[Natural language region descriptions]

_____

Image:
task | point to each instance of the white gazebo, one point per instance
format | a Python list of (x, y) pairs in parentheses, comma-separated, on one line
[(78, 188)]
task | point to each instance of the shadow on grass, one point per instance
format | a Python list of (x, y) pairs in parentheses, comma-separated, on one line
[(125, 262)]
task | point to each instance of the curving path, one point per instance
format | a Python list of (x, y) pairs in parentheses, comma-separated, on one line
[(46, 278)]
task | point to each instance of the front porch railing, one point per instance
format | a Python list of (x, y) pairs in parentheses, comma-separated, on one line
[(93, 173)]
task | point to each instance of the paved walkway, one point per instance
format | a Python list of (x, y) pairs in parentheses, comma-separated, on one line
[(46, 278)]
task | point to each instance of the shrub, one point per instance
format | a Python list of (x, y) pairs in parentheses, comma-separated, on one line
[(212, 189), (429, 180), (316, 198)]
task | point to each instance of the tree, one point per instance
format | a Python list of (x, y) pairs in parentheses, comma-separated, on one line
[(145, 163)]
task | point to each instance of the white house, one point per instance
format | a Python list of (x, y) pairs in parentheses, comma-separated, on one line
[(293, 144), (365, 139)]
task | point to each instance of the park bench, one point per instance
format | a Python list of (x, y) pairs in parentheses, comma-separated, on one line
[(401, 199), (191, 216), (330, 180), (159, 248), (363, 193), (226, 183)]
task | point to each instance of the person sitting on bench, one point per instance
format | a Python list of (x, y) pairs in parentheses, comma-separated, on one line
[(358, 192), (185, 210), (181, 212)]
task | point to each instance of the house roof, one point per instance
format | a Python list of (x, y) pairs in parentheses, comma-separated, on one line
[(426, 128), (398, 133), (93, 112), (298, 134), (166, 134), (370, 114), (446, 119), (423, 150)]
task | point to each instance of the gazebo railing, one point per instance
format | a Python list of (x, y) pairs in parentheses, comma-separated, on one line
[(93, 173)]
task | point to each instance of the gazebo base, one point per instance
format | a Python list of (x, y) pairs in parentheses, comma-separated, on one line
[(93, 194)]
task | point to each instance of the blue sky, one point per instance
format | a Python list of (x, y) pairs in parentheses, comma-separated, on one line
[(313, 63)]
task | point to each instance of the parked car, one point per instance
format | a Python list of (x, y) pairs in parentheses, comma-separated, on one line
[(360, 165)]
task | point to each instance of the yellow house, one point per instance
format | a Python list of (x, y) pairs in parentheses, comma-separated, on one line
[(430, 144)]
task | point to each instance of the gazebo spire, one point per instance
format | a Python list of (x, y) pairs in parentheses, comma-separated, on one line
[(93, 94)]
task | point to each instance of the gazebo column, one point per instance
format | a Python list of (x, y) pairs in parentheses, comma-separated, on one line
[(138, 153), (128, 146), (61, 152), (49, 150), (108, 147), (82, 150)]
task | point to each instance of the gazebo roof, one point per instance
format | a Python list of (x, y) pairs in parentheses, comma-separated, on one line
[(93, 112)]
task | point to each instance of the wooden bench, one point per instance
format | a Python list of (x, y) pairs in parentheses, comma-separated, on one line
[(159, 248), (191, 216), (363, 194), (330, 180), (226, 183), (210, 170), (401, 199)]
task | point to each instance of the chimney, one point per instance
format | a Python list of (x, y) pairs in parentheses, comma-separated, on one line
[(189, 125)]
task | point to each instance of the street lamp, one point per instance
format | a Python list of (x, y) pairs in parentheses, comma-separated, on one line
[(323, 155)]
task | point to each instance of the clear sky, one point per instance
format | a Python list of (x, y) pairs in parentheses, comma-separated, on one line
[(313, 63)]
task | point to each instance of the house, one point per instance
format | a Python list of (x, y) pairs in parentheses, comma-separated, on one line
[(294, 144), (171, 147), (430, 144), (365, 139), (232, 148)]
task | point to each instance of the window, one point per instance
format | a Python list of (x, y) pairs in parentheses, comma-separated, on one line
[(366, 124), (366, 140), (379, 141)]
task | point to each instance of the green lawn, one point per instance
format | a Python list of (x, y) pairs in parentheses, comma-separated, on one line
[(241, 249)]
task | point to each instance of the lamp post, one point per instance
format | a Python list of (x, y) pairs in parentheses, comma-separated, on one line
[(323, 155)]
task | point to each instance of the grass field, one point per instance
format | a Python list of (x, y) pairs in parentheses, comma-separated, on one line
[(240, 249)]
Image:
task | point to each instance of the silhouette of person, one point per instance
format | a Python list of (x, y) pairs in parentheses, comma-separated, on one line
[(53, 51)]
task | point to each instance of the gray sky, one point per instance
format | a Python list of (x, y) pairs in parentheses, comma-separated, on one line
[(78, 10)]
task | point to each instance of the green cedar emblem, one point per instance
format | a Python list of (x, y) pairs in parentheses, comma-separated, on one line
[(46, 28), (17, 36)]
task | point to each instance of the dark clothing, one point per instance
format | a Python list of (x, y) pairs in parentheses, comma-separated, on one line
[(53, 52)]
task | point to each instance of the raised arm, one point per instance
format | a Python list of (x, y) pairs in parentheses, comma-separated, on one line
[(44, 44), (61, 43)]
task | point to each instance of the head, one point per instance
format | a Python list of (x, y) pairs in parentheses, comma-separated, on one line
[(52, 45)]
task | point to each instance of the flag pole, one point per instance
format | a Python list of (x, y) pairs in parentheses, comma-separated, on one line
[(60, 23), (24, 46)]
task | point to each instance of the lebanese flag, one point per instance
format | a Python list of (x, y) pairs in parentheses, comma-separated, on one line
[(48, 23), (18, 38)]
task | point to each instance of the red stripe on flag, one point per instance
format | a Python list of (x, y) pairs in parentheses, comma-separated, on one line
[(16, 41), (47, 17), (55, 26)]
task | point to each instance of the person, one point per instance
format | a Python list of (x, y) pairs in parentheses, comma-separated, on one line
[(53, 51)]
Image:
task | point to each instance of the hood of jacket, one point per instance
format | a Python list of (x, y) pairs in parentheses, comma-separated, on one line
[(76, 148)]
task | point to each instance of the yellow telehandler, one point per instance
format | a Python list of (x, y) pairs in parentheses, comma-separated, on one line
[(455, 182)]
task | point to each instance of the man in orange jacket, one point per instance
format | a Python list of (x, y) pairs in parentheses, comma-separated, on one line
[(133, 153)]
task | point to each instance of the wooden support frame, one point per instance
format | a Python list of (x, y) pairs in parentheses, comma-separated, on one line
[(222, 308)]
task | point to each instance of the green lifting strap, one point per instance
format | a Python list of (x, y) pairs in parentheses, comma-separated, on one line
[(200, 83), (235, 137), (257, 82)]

_____

- _Task details_
The response should consist of every record, written out exactly as given.

- _Completed task_
Image:
task | point to each instance of the white gazebo, one point per instance
format | a Python list of (x, y) pairs in parentheses, comma-separated, on one line
[(78, 188)]
task | point to each instance of the shadow on grass, one point per instance
format | a Python list of (x, y) pairs in parentheses, comma-separated, on one line
[(125, 262)]
task | point to each instance of the curving path, one point per instance
format | a Python list of (x, y) pairs in parentheses, comma-separated, on one line
[(46, 278)]
task | point to each instance of the front porch railing, one point per instance
format | a Python list of (x, y) pairs in parentheses, comma-separated, on one line
[(93, 173)]
task | point to each instance of the paved walkway, one point per instance
format | a Python list of (x, y) pairs in parentheses, comma-separated, on one line
[(46, 278)]
task | point to each instance of the shrub, one point per instance
format | a Python list of (x, y) pairs in parentheses, comma-separated, on one line
[(212, 189), (429, 180), (316, 198)]
task | point to each instance of the tree, one point per instance
format | a Python list of (x, y) pairs in parentheses, comma-separated, on one line
[(145, 163)]
task | point to each instance of the white house, one point per instance
format | a Python list of (x, y) pairs in parentheses, comma-separated, on one line
[(293, 144), (365, 139)]
task | point to each instance of the park bench, one point per instance
format | a Python list of (x, y) pairs in parentheses, comma-separated, on one line
[(401, 199), (191, 216), (330, 180), (159, 248), (363, 193), (226, 183)]
task | point to each instance of the person sitting on bench, one point per instance
format | a Python list of (x, y) pairs in parentheses, comma-separated, on one line
[(358, 192), (185, 210), (181, 212)]
task | point to each instance of the house roof, one point per instance
format | a Python list of (x, y) pairs in parentheses, comma-separated, on one line
[(426, 128), (398, 133), (93, 112), (298, 134), (166, 134), (370, 114), (446, 119), (423, 150)]
task | point to each instance of the gazebo railing, one point per instance
format | a Python list of (x, y) pairs in parentheses, comma-separated, on one line
[(93, 173)]
task | point to each instance of the gazebo base, one point per instance
format | a Python list of (x, y) pairs in parentheses, comma-separated, on one line
[(93, 194)]
task | point to each instance of the blue sky, one point per instance
format | a Python list of (x, y) pairs in parentheses, comma-separated, on one line
[(313, 63)]
task | point to each instance of the parked car, one point per instance
format | a Python list of (x, y) pairs in parentheses, comma-separated, on one line
[(360, 165)]
task | point to each instance of the yellow house, one point per instance
format | a Python list of (x, y) pairs in parentheses, comma-separated, on one line
[(430, 144)]
task | point to each instance of the gazebo spire, one point per instance
format | a Python list of (x, y) pairs in parentheses, comma-separated, on one line
[(93, 94)]
task | point to each instance of the gazebo column, one point per instance
format | a Python list of (x, y) pairs in parentheses, comma-separated, on one line
[(138, 153), (128, 146), (61, 152), (49, 150), (108, 147), (82, 150)]
task | point to each instance of the gazebo roof, one point per instance
format | a Python list of (x, y) pairs in parentheses, comma-separated, on one line
[(93, 112)]
task | point to each instance of the wooden bench, one point per instance
format | a Python list of (x, y) pairs in parentheses, comma-separated, on one line
[(159, 248), (191, 216), (363, 194), (330, 180), (226, 183), (210, 170), (401, 199)]
task | point to each instance of the chimney, one point per instance
format | a Python list of (x, y) pairs in parentheses, comma-separated, on one line
[(189, 125)]
task | point to each instance of the street lamp, one point per instance
format | a Python list of (x, y) pairs in parentheses, comma-separated, on one line
[(323, 155)]
task | point to each instance of the clear sky, one point per instance
format | a Python list of (x, y) pairs in parentheses, comma-separated, on one line
[(313, 63)]
task | point to each instance of the house, one point per instance
format | a Python list of (x, y) pairs in parentheses, comma-separated, on one line
[(294, 144), (171, 147), (430, 144), (365, 139), (232, 148)]
task | point to each instance of the window, one point per instance
format | a Python list of (x, y) pairs in parentheses, comma-separated, on one line
[(366, 124), (366, 140), (379, 141)]
task | point to each instance of the green lawn, one point per instance
format | a Python list of (x, y) pairs in parentheses, comma-separated, on one line
[(241, 249)]
task | point to each instance of the lamp post, one point per instance
format | a Python list of (x, y) pairs in parentheses, comma-separated, on one line
[(323, 155)]
task | point to each instance of the grass field, one point per instance
format | a Python list of (x, y) pairs in parentheses, comma-separated, on one line
[(240, 249)]
Image:
task | point to each instance of the silhouette of person, one point per instance
format | a Python list of (x, y) pairs in parentheses, comma-separated, on one line
[(53, 51)]
task | point to each instance of the gray sky, one point per instance
format | a Python list of (x, y) pairs in parentheses, comma-separated, on one line
[(78, 10)]
task | point to each instance of the green cedar emblem, one point per instance
format | a Python list of (x, y) pairs in parentheses, comma-separated, on one line
[(46, 28), (17, 36)]
task | point to each instance of the dark clothing, one point per instance
format | a Python list of (x, y) pairs in parentheses, comma-separated, on one line
[(53, 52)]
task | point to each instance of the raised arm, one point per instance
format | a Python list of (x, y) pairs in parentheses, comma-separated, on one line
[(44, 44), (61, 43)]
task | point to each instance of the head, one point per instance
format | a Python list of (x, y) pairs in parentheses, comma-separated, on one line
[(52, 45)]
task | point to each instance of the flag pole, one point per instance
format | a Python list of (x, y) pairs in parentheses, comma-separated, on one line
[(60, 23), (24, 46)]
task | point to each instance of the lebanese flag, one point per instance
format | a Python list of (x, y) pairs in parentheses, comma-separated, on one line
[(48, 23), (18, 38)]
task | point to each instance of the red stripe on flag, one point per instance
format | a Python list of (x, y) pairs in parentheses, comma-separated, on one line
[(16, 41), (47, 17), (55, 26)]
task | point to each instance of the person, one point per instance
format | a Python list of (x, y) pairs in parentheses, comma-separated, on one line
[(53, 51)]
Image:
task | point to each instance of the hood of jacket, one point per instance
format | a Python list of (x, y) pairs in parentheses, comma-separated, on one line
[(76, 148)]
task | point to each instance of the yellow telehandler, one point per instance
format | a Python list of (x, y) pairs in parentheses, comma-separated, on one line
[(455, 182)]
task | point to each instance of the man in orange jacket, one point per instance
format | a Python list of (x, y) pairs in parentheses, comma-separated, on one line
[(133, 153)]
task | point to each instance of the wooden support frame, one point per instance
format | a Python list of (x, y) pairs in parentheses, comma-separated, on one line
[(222, 308)]
task | point to each instance of the green lifting strap, one point per instance
format | a Python list of (x, y) pairs in parentheses, comma-separated, on one line
[(200, 83), (235, 137), (257, 82)]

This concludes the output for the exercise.